§ Instructions for the task:
Please reproduce every line of the data below word for word, in its original order.
>> begin Extracted information
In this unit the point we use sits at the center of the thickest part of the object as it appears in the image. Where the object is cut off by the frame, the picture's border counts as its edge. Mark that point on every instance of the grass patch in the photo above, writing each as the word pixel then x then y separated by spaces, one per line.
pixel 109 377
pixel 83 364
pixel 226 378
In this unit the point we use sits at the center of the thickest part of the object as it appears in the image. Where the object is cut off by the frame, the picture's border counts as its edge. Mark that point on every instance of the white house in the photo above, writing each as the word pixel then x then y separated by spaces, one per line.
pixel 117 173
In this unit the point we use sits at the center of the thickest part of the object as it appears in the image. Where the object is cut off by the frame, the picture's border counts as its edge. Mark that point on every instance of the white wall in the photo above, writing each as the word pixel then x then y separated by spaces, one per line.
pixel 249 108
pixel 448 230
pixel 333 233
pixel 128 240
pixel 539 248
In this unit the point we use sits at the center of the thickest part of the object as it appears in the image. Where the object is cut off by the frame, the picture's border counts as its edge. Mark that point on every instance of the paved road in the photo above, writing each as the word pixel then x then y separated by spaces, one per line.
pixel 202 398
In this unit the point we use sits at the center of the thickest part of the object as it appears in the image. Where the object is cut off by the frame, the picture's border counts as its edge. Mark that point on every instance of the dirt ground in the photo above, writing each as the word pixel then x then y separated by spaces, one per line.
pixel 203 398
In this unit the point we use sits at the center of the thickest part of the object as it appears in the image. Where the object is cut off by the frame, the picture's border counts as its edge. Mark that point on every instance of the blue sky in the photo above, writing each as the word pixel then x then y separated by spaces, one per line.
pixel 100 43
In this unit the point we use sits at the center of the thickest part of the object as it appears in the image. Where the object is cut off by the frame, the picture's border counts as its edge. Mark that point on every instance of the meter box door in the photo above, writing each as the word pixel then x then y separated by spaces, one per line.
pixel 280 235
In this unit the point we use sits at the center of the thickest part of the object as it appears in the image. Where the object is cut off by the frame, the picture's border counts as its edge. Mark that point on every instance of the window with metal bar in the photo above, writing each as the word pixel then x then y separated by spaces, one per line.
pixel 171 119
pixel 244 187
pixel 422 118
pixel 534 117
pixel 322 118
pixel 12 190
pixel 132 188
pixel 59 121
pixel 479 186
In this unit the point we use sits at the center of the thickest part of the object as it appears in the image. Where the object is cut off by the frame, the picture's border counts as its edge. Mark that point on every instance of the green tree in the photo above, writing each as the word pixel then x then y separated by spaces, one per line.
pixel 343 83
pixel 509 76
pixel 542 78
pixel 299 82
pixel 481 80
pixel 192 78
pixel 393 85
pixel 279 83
>> end Extracted information
§ Correct response:
In this unit the point we use sits at the center of the thickest part of the object as it appears in the image. Where the object is cut off by the frame, the picture's border counts as its edge. Mark that point on every instance of the grass patch in the photo above, writing each as the word pixel then x then y separated by spaces, one per line.
pixel 109 377
pixel 83 364
pixel 226 378
In this unit the point we use sits at the center of the thickest part of the object as it appears in the image. Where the object is cut off by the frame, the picture's border counts as its edge. Mark that point on every instance of the white house in the photo above, writing each as the word pixel then x then y separated by spaces, one per line.
pixel 117 173
In this unit the point we use sits at the center of the thickest part of the object as it appears in the image. Where the object is cut off by the frame, the picture's border counts as its edge. Mark that point on every instance of the white wall in the photo above, writing each as the word pixel then x then y separated by spaces, one per line.
pixel 249 108
pixel 448 230
pixel 333 233
pixel 128 240
pixel 539 248
In this unit the point we use sits at the center of the thickest part of the object as it appears in the image. Where the object is cut off by the frame, the picture's border counts as its edge. Mark that point on every instance of the paved road in the photo above, writing each as the word pixel then x then y separated by spaces, one per line.
pixel 202 398
In this unit the point we use sits at the center of the thickest part of the object as it appears in the image. Where the object is cut off by the frame, the picture's border counts as its edge. Mark that point on every instance of the dirt ground in the photo above, writing each as the word pixel then x then y separated by spaces, one per line.
pixel 203 398
In this unit the point we use sits at the center of the thickest part of the object as it appears in the image. Where the object is cut off by the frame, the picture's border counts as its edge. Mark that point on every instance of the blue sky in the photo above, writing each as the word pixel then x then y separated by spaces, one per line.
pixel 100 43
In this unit the point we use sits at the center of the thickest part of the object as it appears in the image. Where the object is cut off by the frame, the picture's border counts as its edge. Mark that point on every instance of the meter box door in the photo above, writing each as the word pixel then x then y separated by spaces, one per line.
pixel 280 235
In this unit the point we use sits at the center of the thickest part of the object as it appears in the image. Where the object is cut off by the frame, the picture's border counts as its edge. Mark that point on every instance of the window with metal bar in the photo above, writing each as the word pixel then x then y separated by spaces, one per line.
pixel 171 119
pixel 244 187
pixel 422 118
pixel 534 117
pixel 322 118
pixel 12 190
pixel 132 188
pixel 59 121
pixel 479 186
In this unit the point we use sits at the center of the thickest part of the object as it appears in the image. Where the object is cut off by the frame, the picture's border counts as its edge. Mark that point on every instance of the green tree in the photo above, writing each as the word pixel then x then y separated by spaces, one per line.
pixel 343 83
pixel 509 76
pixel 542 78
pixel 299 82
pixel 481 80
pixel 192 78
pixel 393 85
pixel 279 83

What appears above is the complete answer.